Giorgio Parisi con Piergiorgio Paterlini Gradini che non finiscono mai Vita quotidiana di un Premio Nobel
Un racconto biografico assume la dignità di un’opera solo quando la scrittura ha saputo trasfigurare il vissuto passionale più privato in una forma che attribuisce a quella esperienza singolare un valore universale. (Massimo Recalcati)
«Arriva un momento nell’età adulta in cui si avverte il desiderio di raccontare la propria storia di vita. Per far un po’ d’ordine dentro di sé e capire il presente, per ritrovare emozioni perdute e sapere come si è diventati, chi dobbiamo ringraziare o dimenticare. Quando questo bisogno ci sorprende, il racconto di quel che abbiamo fatto, sofferto, inizia a prendere forma. Diventa scrittura di sé e alimenta l’esaltante passione di voler lasciare traccia di noi a chi verrà dopo o ci sarà accanto».
Questa lunga citazione estrapolata dal saggio, Raccontarsi. L’autobiografia come cura di sé, del filosofo e pedagogista Duccio Demetrio, e quella riportata nell’esergo, sono adatte a introdurre l’emozionante e denso racconto autobiografico che Giorgio Parisi ha scritto nel libro Gradini che non finiscono mai. Vita quotidiana di un Premio Nobel (La nave di Teseo, editore).
Nei brevi capitoli del libro (che possono essere letti isolatamente) sono narrati, con leggerezza e chiarezza espositiva e con impareggiabile freschezza, intelligenza e ironia, curiosi episodi personali dell’infanzia, dell’adolescenza e dell’età matura, vicissitudini familiari, passioni ed esperienze lavorative, viaggi e incontri professionali con personalità di rilievo della letteratura (Luce d’Eramo, Ignazio Silone), della scienza (Giorgio Salvini, il maestro Nicola Cabibbo, Michel Ángel Virasoro, Marcello Cini, Daniel Amit, Guido Altarelli), dell’arte e del cinema.
Giorgio Parisi, figura di spicco nel panorama della ricerca scientifica contemporanea, in particolare della Fisica teorica, racconta con disinvoltura la sua vita privata, quando ha imparato a leggere prima i numeri che le lettere dell’alfabeto, quando ha incominciato ad affezionarsi ai suoi compagni di scuola, a leggere le grandi opere classiche come l’Iliade e l’Odissea di Omero, Delitto e castigo di Dostoevskij, la Recherche di Proust e i libri di avventura di Salgari e di Verne e di fantascienza di Asimov.

* **Informazioni estratte**
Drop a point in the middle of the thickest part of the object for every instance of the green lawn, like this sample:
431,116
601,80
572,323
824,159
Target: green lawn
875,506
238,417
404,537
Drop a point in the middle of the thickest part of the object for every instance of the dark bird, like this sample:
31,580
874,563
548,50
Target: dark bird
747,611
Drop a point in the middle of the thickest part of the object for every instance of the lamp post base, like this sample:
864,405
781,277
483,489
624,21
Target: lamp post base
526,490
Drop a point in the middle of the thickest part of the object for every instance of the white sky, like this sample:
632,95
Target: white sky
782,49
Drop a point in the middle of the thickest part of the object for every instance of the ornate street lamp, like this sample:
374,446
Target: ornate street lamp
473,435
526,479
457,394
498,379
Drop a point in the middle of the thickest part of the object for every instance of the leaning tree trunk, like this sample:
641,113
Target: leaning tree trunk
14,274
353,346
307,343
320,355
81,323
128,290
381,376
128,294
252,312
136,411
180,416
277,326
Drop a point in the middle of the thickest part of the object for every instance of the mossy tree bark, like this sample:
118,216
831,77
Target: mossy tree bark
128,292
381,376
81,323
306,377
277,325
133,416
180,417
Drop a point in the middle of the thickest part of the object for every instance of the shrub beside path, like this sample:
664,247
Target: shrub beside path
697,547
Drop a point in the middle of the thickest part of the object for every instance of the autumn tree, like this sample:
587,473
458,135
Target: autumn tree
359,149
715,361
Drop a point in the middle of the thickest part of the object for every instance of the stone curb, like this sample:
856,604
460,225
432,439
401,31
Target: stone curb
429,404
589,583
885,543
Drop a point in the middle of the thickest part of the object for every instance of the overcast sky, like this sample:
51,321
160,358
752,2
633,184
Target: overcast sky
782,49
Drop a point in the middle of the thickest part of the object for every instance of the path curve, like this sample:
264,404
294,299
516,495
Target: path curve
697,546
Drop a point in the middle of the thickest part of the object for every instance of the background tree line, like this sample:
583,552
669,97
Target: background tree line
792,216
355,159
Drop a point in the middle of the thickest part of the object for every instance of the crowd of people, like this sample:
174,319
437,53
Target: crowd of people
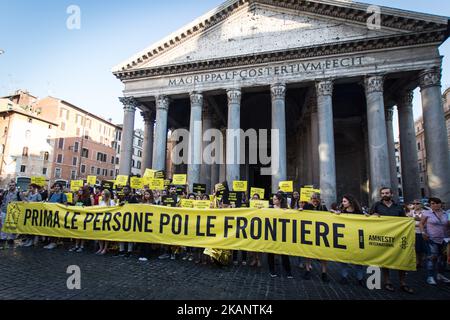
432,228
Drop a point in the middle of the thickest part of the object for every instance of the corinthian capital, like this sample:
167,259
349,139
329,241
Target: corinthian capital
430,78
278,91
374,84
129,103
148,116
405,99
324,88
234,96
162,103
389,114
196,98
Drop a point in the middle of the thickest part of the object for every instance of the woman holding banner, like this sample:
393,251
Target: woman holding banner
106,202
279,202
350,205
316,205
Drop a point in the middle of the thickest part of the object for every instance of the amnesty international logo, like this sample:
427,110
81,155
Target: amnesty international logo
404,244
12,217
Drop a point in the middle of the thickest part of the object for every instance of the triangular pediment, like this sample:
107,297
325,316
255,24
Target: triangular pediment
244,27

* **Le consegne**
1. Traduci in inglese questa frase del brano su Giorgio Parisi: «Quando questo bisogno ci sorprende, il racconto di quel che abbiamo fatto, sofferto, inizia a prendere forma.»
2. Per favore, trascrivi dal brano su Giorgio Parisi la parte che comincia con «Nei brevi capitoli» e finisce con «e del cinema.».
Le righe non servono in nessun modo per questo esercizio.

* **Esercizio svolto**
1. When this need takes us by surprise, the story of what we have done, of what we have suffered, begins to take shape.

2.
Nei brevi capitoli del libro (che possono essere letti isolatamente) sono narrati, con leggerezza e chiarezza espositiva e con impareggiabile freschezza, intelligenza e ironia, curiosi episodi personali dell’infanzia, dell’adolescenza e dell’età matura, vicissitudini familiari, passioni ed esperienze lavorative, viaggi e incontri professionali con personalità di rilievo della letteratura (Luce d’Eramo, Ignazio Silone), della scienza (Giorgio Salvini, il maestro Nicola Cabibbo, Michel Ángel Virasoro, Marcello Cini, Daniel Amit, Guido Altarelli), dell’arte e del cinema.